── Texte de lecture ──
Mener une recherche sur les étrangers ayant séjourné en Loire-Atlantique aux 19e et 20e siècles

Renouvellement de cartes d’identité © ADLA
Renouvellement de cartes d’identité © ADLA
Généalogie, Histoire économique, Autre

D'une manière générale, pour trouver un étranger résidant ou ayant séjourné dans un département comme la Loire-Atlantique, il est nécessaire de passer par les documents que l'administration lui aura demandés de remplir à l'occasion de recensements, d'enquêtes statistiques ou pour obtenir un titre de séjour.

Par ailleurs, et suivant les périodes, notamment les périodes de guerre, le regard de l'administration s'est fait plus insistant sur les étrangers, il existe alors des dossiers de surveillance les concernant.

Jusqu’en 1940

Les dossiers concernant la population, les affaires économiques et les statistiques renferment des renseignements sur la présence d’étrangers dans le département. Le préfet contrôlant la tenue des registres de l’état civil, il informe régulièrement les ministères de l’Intérieur, de l’Agriculture et du Commerce du mouvement annuel de la population. Les dénombrements quinquennaux de la population recensent de leur côté les étrangers résidant dans les communes du département.

Ils servent à la constitution de statiques générales par nationalité. La préfecture sert également d’intermédiaire entre l’administré et le Conseil d’état dans le cadre des demandes de naturalisation : c‘est elle qui reçoit le dépôt du dossier. Les dossiers de demande d’admission à domicile et de naturalisation sont classés par ordre alphabétique pour la période allant de 1809 à 1902, et sont accompagnés d’instructions et d’états récapitulatifs.

On trouvera l’ensemble de ces documents dans la sous-série 6 M. Par ailleurs, les services de la sûreté générale ou de la police ont établi des états nominatifs et des séries de fiches pour les périodes 1918-1940 et 1929-1939. Ils sont classés dans la sous-série 6 M. Dans cette même sous-série, la section provenant de la police judiciaire comporte quant à elle un fichier signalétique avec photos pour la période 1920-1950, organisé par nationalité. C’est ainsi que les fiches consacrées aux espagnols permettent, par exemple, des recherches sur les nombreux réfugiés espagnols accueillis en Loire-Atlantique.
───
── Données fournies ──
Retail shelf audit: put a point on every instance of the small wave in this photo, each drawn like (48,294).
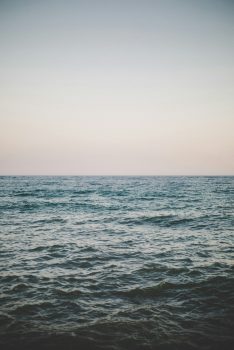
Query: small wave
(151,291)
(148,219)
(68,293)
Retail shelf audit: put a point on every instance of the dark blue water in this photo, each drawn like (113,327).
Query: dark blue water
(116,263)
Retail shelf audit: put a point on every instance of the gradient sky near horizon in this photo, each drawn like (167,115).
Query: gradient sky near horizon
(103,87)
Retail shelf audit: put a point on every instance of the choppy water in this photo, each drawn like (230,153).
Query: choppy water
(116,262)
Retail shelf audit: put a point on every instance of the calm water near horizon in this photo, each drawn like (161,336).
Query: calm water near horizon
(116,262)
───
* Tâches à effectuer *
[1] D'après le texte sur les étrangers en Loire-Atlantique, sur quelle période s'étendent les dossiers de demande d'admission à domicile et de naturalisation classés par ordre alphabétique ?
[2] Reproduisez mot pour mot le passage du texte sur les étrangers en Loire-Atlantique, de « Par ailleurs, et » à « surveillance les concernant. ».
Les enregistrements ne jouent ici aucun rôle.

* Bonnes réponses *
[1] De 1809 à 1902.

[2]
Par ailleurs, et suivant les périodes, notamment les périodes de guerre, le regard de l'administration s'est fait plus insistant sur les étrangers, il existe alors des dossiers de surveillance les concernant.